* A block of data
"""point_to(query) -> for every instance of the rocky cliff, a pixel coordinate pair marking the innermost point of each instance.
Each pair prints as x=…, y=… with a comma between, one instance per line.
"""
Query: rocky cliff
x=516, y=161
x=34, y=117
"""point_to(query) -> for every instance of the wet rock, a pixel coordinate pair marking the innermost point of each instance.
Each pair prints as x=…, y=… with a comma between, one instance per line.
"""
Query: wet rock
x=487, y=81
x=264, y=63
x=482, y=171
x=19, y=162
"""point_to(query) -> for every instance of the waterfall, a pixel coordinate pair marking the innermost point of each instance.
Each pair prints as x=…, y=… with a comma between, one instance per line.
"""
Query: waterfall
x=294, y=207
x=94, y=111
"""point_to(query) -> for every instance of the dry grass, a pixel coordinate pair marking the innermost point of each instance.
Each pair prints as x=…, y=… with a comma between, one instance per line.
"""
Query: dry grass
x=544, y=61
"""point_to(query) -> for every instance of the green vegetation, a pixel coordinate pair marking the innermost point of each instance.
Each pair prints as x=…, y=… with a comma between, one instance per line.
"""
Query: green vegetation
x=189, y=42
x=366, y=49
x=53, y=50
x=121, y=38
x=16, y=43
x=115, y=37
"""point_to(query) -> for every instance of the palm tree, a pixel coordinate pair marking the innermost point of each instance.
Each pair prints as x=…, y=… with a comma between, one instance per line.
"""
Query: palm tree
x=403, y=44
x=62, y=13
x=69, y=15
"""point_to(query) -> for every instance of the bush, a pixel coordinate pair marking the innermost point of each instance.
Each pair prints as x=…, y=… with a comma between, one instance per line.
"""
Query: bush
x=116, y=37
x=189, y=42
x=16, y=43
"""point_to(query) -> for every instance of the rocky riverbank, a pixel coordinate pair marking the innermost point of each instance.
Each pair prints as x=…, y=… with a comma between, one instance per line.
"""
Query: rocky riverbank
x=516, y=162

* Exercise task
Rewrite the records above, swapping every "innermost point" for "central point" and leaving everything else as it is.

* Solved exercise
"""point_to(query) -> for every instance of the rocky cliff, a pixel coordinate pair marking the central point of each instance.
Each pair prints as x=…, y=… with a comma between, one instance per line.
"""
Query: rocky cliff
x=516, y=161
x=34, y=117
"""point_to(query) -> for every instance of the wet rock, a pixel coordinate pair marking the central point of each instance.
Each pair prints as x=…, y=… with a comma between, one instance per line.
"""
Query: wet rock
x=487, y=81
x=264, y=63
x=482, y=171
x=19, y=162
"""point_to(query) -> for every instance of the waterfall, a pixel coordinate pair marking the central point of each instance.
Each pair prints as x=…, y=… with a comma between, one instance per line.
"""
Query: waterfall
x=294, y=207
x=94, y=111
"""point_to(query) -> for every instance of the dry grass, a pixel coordinate pair marking the central point of each instance.
Each pair prints as x=…, y=… with a comma between, one instance per line.
"""
Query: dry grass
x=544, y=61
"""point_to(query) -> for every instance of the green vegetation, a pixel coordinate pair marking the central point of each instance.
Each pair prints as x=…, y=… with a comma between, one instance per line.
"""
Query: green vegetation
x=189, y=42
x=366, y=49
x=53, y=50
x=121, y=38
x=16, y=43
x=115, y=37
"""point_to(query) -> for every instance of the palm tree, a pixel coordinate pair marking the central point of each instance.
Each pair prints as x=…, y=… with a comma between, one instance per line.
"""
Query: palm tree
x=403, y=44
x=62, y=13
x=69, y=15
"""point_to(query) -> for every instance of the bush, a pixel coordinate pair marking the central point of each instance.
Each pair prints as x=…, y=… with a comma between, one instance per line.
"""
Query: bush
x=116, y=37
x=189, y=42
x=16, y=43
"""point_to(query) -> for every instance of the rocky riverbank, a pixel coordinate pair marking the central point of each instance.
Each pair prints as x=…, y=… with a comma between, one instance per line.
"""
Query: rocky riverbank
x=516, y=162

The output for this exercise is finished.